No I didn't use a TC, but close........


----------



## Sporgon (Jun 6, 2016)

Looking at those casual long focal length shots I almost wonder if you, like myself, have treated yourself to a G3X. I've recently bought the EOS M3 system, and as I now have the viewfinder I got the G3X as well.

The tight, even grain pattern of the owl pic reminds me of these latest high tech sensors, but I'm still dubious that you'd have got to that size output with that definition.

Here's one of my first test shots at low ISO, full zoom. I've sized it up to 24" print.

I should add that unless you were very close I think you would have had trouble getting that seperation with such a small sensor. It's beginning to look to me as if you've cropped in tight on a FF and then resized up a fair bit.


----------



## fentiger (Jun 6, 2016)

Canon 1Dmk4 with a 400/2.8 mk1


----------



## d (Jun 6, 2016)

privatebydesign said:


> So my challenge, can anybody guess the camera, lens and settings that make this very presentable 16"x24" print?



I'll stick with Eldar's guess of the 1DsIII + 70-200 2.8. The noise looks about right for 1600, too, but maybe you're a gun at NR and it's actually ISO 3200 

To that I'll add an EF12 extension tube @ ~140mm

Shutter maybe 1/20 (you have IS I assume!), aperture f/4

I like owls - nice shot!

d.


----------



## Sporgon (Jun 6, 2016)

Yes I'm pretty certain now that the point you are making is one of mega pixels, and that this was probably a 1DsIII shot, probably on a 300 mil lens, but then cropped in to leave about 8 MP, then scaled back up to 24" output @ 240 dpi in PS. That would explain the extreme seperation. 

If so it's an interesting comparison with the latest high MP small sensors, because it show that beyond a certain point of potential resolution capture size (sensor size) has as much influence on IQ as cramping in more MP. 

I've pretty much discounted the 5Ds from my possible future hardware. Although it is without doubt capable of superb quality I'll be interested to see what the next generation of lower MP FF cameras can do in comparison. 

If older tech I still think the owl pic is below 800 ISO.


----------



## zim (Jun 6, 2016)

Crop sensor with a 70-200 f2.8 ? @200mm- f3.2  f3.5 ;D


----------



## ethanz (Jun 6, 2016)

privatebydesign said:


> unfocused said:
> 
> 
> > I am far more interested in where and how people manage to find owls willing to pose. We have at least one barred owl in the neighborhood, but only know that from she/he asking who is cooking for you, plus the very rare sighting of a blur of wings and feathers in the dark.
> ...



May I come visit you and see him? I've only seen one owl in the pitch black night. Fortunately I had my big flash. He didn't like that. lol


----------



## ethanz (Jun 6, 2016)

YOUR ASSIGNMENT:
In the forum thread, what print size did Sporgon say his first test shot at low ISO and full zoom was sized up to? The rows that follow have nothing to do with the forum thread.

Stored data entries
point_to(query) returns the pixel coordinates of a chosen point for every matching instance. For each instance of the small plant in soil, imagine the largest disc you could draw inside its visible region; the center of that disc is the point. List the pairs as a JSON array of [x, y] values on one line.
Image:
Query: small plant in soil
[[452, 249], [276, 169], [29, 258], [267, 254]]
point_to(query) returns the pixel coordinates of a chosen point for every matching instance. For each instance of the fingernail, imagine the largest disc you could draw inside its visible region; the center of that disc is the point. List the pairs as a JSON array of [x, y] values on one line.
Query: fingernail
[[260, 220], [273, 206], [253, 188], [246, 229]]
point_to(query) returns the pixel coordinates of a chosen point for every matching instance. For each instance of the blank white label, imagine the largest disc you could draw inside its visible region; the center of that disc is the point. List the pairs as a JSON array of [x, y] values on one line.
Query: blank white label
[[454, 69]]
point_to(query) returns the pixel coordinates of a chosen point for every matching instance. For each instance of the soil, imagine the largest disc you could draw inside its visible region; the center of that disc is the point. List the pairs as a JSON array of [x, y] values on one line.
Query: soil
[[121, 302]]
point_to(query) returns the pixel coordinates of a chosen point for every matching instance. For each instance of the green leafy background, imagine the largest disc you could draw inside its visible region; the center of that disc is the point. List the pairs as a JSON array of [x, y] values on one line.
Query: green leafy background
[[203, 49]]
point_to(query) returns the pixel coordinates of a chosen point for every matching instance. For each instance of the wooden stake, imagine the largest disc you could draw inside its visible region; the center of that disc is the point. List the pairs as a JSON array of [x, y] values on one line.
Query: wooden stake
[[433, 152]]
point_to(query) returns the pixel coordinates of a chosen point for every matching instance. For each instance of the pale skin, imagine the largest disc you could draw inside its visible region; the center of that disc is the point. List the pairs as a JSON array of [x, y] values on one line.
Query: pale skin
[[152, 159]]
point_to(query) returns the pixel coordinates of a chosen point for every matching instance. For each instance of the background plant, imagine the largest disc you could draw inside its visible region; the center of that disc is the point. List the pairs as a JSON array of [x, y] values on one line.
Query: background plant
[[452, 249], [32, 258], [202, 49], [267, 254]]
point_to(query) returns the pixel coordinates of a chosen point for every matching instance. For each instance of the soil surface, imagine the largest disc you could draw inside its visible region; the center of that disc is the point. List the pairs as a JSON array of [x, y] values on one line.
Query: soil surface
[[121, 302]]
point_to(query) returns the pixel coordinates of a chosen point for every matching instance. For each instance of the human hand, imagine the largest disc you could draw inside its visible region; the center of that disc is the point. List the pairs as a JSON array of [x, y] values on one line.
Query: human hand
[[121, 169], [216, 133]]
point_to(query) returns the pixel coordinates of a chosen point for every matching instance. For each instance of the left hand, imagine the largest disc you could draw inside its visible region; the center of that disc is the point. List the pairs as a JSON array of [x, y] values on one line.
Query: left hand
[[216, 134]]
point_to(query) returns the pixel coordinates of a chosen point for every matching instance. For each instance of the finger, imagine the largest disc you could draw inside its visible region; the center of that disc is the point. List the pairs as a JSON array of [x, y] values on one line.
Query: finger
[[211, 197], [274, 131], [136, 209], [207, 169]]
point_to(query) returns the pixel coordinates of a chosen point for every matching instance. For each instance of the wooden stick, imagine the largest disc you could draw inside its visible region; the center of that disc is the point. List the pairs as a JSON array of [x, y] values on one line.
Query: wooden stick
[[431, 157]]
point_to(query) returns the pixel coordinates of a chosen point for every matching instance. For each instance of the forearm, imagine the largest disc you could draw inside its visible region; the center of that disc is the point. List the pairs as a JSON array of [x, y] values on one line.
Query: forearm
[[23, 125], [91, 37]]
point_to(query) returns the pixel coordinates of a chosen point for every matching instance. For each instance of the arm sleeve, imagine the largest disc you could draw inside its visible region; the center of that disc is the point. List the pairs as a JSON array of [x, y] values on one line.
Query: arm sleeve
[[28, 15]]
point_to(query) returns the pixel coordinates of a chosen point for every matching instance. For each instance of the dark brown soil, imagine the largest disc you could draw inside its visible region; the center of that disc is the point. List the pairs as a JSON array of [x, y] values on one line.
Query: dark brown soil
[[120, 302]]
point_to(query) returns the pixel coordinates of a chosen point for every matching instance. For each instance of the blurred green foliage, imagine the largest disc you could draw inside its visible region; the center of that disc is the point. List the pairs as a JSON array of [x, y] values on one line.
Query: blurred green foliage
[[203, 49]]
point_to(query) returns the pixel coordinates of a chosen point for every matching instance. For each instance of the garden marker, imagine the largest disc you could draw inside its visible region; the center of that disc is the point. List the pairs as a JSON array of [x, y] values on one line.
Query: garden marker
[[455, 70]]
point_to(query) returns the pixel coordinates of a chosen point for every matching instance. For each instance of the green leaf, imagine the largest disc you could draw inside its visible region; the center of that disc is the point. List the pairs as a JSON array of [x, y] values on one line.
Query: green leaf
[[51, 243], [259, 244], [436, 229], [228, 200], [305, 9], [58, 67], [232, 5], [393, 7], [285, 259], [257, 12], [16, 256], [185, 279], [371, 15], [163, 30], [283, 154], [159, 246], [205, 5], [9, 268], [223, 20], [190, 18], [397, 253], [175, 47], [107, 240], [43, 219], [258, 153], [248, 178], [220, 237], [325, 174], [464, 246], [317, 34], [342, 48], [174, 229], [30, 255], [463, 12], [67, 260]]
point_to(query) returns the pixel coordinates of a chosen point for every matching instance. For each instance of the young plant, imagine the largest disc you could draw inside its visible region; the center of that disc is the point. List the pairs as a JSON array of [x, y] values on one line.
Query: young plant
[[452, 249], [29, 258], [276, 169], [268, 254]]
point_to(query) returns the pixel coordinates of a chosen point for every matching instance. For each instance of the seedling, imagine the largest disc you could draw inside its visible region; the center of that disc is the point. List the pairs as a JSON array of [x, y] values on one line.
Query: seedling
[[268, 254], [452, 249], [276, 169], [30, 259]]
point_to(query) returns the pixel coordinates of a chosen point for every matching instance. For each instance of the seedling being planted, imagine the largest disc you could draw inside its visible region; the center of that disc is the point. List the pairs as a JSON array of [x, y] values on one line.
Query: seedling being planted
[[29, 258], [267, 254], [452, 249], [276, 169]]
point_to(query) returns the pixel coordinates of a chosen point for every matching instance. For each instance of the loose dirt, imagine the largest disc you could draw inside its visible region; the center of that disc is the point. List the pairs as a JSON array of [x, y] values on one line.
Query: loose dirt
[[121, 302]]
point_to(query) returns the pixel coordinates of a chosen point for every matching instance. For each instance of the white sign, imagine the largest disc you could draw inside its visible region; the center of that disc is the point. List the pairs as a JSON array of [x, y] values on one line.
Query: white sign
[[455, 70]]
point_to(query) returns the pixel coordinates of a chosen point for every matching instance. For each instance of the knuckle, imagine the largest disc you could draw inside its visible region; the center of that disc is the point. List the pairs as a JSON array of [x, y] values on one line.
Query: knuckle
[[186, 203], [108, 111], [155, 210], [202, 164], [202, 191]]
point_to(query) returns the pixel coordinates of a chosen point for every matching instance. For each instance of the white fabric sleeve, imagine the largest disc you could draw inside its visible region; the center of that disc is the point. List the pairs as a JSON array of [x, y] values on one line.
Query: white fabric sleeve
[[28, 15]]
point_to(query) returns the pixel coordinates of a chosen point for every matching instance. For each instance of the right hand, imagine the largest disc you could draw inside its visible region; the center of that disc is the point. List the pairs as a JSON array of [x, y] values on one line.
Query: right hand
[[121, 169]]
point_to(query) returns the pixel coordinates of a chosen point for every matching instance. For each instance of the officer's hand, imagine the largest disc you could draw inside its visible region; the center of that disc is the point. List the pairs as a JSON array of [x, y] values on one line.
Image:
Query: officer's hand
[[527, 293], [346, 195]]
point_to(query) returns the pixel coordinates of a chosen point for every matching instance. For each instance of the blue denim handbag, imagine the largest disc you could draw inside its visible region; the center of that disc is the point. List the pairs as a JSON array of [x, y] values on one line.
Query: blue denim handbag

RESULT BELOW:
A 24-inch print.